| Exercises to complete |
(A) Echo the blog post on hatred as a communicable disease word for word, starting with "And it happens" and going on through "his Oval Office.".
(B) In the blog post on hatred as a communicable disease, where did the assault take place?
(C) List every group that the blog post on hatred as a communicable disease says President Barack Obama would talk with about reducing gun violence.

| Document segment |
Politic?

This is a blog dedicated to a personal interpretation of political news of the day. I attempt to be as knowledgeable as possible before commenting and committing my thoughts to a day's communication.

Tuesday, August 07, 2012

Communicable Diseases

National and international health agencies remain vigilant about the onset of epidemics, local and global.  When some dread disease caused by infections of one kind or another threaten the health and well-being of populations, sometimes resulting in deaths of the vulnerable, the elderly, the young, the immune-impaired.  Is there immunity from the deadly onset of hatred and all it connotes?


Hatred, step-sister to suspicion and fear, is a communicable disease.  It infects at random, where we might not anticipate that it would.  Seemingly normal people become fixated on characteristics of others who do not physically resemble them, or who worship a religion foreign to their own, or whose ethnic derivations have left them with a heritage and customs that seem to conflict with their own.


All societies in all countries of the world have among their populations those who seem more susceptible to the alienating effects of fear and suspicion leading to the irrationality of hatred.  And this is where the conductor of the trio steps in and introduces other elements; threats, resentment, violence.  This is an ugly orchestration of the more dire of human emotions.


And it happens all too often that someone runs amok, causing a stunned population to view the aftermath of a personal vendetta resulting in mass murder.  It happens in Norway, in France, in Britain, in Iraq, in Syria and in Egypt, India and China, and in Canada and in the United States.  When it occurs in a country with strong rules and regulations and laws demanding equality and justice, it comes as an especial shock.


No sooner did the news media lay to rest a mass murder that took place in one state, then another occurs in yet another state of the union.  "I think all of us recognize that these kinds of terrible tragic events are happening with too much regularity for us not to do some soul-searching and to examine additional ways that we can reduce violence", a sober-voiced President Barack Obama commented from his Oval Office.


He would, he said in response to a query, talk with community and faith leaders, law-enforcement and elected officials about how they could go about attempting to reduce the prevalence of gun violence.  He personally supports an assault-weapons ban, which sounds like a very good idea, but this is election time and that is an issue that will garner push-back from powerful lobby groups.


This was not a movie theatre where a showing of a legendary comic-book hero took centre stage in the guise affected by a drug-addled psychopath shooting his assault-weapons purposefully and accurately to slaughter as many men, women and children as he could manage.  This assault was inside the Sikh Temple of Wisconsin in Oak Creek, near Milwaukee.


And this man was not a budding neuroscientist, but a U.S. army veteran who also happened to be a neo-Nazi racist armed with a legally obtained weapon, and obviously determined to murder those whom he took to be involved in the 9-11 attack on America.  "We never thought this could happen to our community.  We never did anything wrong to anyone", mourned Devendar Nagra.

| Information provided |

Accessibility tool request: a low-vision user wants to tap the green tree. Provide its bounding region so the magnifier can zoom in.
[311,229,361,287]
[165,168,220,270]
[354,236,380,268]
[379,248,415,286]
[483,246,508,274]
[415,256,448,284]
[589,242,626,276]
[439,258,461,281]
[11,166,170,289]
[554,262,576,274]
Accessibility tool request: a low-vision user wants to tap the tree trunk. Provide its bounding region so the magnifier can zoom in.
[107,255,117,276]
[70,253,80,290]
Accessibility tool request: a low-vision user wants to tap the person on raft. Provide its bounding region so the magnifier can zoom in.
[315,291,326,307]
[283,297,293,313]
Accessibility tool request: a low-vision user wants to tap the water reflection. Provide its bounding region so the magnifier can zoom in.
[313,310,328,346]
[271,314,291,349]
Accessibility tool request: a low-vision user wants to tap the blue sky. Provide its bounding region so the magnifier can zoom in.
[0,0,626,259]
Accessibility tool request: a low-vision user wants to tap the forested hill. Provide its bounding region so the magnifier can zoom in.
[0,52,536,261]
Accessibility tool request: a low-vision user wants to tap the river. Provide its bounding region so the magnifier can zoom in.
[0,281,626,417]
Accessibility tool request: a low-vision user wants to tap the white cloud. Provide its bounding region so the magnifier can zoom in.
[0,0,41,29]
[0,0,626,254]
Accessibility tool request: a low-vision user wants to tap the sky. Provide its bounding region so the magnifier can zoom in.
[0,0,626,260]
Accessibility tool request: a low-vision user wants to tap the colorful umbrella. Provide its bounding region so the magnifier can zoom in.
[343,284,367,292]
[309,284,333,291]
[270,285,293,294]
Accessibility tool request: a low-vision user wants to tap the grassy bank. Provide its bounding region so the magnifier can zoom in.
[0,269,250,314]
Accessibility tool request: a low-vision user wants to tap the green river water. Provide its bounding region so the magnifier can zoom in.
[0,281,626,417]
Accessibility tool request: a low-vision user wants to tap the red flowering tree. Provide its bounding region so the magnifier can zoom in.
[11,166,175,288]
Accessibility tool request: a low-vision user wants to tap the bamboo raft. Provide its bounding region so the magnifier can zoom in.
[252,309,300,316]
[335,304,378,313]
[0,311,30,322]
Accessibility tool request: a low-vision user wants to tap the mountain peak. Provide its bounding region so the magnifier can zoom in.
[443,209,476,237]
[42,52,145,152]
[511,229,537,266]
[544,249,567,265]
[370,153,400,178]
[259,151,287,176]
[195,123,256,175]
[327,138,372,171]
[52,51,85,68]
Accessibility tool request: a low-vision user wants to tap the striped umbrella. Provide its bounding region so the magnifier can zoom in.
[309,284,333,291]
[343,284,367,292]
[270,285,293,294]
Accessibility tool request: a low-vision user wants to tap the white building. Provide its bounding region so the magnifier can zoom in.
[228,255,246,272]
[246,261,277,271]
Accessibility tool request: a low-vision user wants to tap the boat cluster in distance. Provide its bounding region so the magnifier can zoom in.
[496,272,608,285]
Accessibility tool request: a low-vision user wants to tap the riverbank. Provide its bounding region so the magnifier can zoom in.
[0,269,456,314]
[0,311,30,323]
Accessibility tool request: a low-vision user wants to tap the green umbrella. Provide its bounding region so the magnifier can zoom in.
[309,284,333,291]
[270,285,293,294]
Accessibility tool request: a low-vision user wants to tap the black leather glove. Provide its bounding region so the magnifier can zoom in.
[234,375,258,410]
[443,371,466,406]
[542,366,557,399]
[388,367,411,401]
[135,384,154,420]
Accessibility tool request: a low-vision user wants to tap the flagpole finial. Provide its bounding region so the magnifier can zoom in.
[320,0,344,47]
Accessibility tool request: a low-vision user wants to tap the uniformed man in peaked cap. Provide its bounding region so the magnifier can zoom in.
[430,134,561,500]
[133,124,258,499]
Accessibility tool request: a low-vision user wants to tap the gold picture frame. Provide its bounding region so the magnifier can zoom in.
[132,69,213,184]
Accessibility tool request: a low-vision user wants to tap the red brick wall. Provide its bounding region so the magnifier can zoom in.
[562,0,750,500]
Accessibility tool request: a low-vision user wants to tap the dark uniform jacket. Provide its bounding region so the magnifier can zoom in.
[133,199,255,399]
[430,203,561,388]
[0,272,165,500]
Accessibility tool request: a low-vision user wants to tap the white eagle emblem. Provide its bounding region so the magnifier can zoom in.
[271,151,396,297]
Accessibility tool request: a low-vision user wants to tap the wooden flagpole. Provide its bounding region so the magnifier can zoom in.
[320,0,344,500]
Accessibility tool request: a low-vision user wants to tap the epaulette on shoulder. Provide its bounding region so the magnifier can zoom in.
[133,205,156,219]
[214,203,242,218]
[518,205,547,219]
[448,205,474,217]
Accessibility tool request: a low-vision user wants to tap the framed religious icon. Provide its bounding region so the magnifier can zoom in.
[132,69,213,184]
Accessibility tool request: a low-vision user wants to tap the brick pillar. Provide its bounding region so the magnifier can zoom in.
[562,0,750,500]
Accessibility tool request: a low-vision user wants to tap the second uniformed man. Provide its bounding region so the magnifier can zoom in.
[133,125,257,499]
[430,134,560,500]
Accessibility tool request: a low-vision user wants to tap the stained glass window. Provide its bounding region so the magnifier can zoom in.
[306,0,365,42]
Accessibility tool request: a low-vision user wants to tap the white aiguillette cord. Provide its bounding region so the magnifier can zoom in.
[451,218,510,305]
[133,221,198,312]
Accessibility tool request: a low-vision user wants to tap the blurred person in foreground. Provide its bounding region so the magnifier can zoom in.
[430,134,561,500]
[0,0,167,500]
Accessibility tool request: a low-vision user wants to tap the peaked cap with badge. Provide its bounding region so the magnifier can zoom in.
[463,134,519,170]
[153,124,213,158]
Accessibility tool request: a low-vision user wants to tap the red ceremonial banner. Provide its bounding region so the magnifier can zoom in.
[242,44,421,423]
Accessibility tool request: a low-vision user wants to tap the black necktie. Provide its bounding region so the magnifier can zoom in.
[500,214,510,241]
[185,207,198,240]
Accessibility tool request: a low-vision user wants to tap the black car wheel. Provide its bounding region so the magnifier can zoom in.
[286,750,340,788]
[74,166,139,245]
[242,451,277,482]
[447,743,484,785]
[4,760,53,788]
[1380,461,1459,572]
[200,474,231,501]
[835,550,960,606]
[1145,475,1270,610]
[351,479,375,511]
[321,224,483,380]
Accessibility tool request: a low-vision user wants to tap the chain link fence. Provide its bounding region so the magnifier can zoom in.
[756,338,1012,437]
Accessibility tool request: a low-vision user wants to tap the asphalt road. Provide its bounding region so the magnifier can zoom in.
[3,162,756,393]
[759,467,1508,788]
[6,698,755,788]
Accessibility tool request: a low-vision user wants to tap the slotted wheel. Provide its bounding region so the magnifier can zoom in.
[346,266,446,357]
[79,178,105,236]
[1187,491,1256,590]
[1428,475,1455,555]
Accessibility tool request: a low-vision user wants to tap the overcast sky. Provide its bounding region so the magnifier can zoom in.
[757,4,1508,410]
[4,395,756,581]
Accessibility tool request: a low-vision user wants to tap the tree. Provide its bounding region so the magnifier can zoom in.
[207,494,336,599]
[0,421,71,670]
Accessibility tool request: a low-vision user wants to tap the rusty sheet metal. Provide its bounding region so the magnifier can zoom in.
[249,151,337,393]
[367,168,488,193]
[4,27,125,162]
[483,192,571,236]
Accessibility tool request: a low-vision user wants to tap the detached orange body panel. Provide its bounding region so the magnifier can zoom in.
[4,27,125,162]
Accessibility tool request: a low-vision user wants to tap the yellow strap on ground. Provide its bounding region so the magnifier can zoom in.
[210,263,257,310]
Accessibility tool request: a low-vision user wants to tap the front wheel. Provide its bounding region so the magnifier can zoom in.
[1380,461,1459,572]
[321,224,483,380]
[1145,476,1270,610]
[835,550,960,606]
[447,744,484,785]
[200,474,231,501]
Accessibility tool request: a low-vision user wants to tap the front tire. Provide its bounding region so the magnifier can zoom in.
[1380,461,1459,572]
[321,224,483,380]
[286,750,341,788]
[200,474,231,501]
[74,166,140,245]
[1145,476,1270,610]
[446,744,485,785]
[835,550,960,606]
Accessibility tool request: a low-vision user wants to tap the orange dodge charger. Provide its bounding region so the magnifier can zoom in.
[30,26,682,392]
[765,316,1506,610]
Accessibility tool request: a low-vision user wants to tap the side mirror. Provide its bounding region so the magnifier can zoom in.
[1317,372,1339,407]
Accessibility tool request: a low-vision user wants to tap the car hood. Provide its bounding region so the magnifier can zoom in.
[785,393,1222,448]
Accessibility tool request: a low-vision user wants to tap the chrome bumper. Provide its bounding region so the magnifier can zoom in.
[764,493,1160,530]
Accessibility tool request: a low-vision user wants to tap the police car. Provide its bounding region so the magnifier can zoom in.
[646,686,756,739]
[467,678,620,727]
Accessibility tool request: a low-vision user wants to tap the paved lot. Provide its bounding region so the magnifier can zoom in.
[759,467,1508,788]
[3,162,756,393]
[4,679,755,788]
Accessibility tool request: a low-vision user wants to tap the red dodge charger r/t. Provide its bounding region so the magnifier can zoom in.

| Responses per task |
(A)
And it happens all too often that someone runs amok, causing a stunned population to view the aftermath of a personal vendetta resulting in mass murder.  It happens in Norway, in France, in Britain, in Iraq, in Syria and in Egypt, India and China, and in Canada and in the United States.  When it occurs in a country with strong rules and regulations and laws demanding equality and justice, it comes as an especial shock.


No sooner did the news media lay to rest a mass murder that took place in one state, then another occurs in yet another state of the union.  "I think all of us recognize that these kinds of terrible tragic events are happening with too much regularity for us not to do some soul-searching and to examine additional ways that we can reduce violence", a sober-voiced President Barack Obama commented from his Oval Office.

(B) Inside the Sikh Temple of Wisconsin in Oak Creek, near Milwaukee.

(C) Community leaders, faith leaders, law-enforcement, elected officials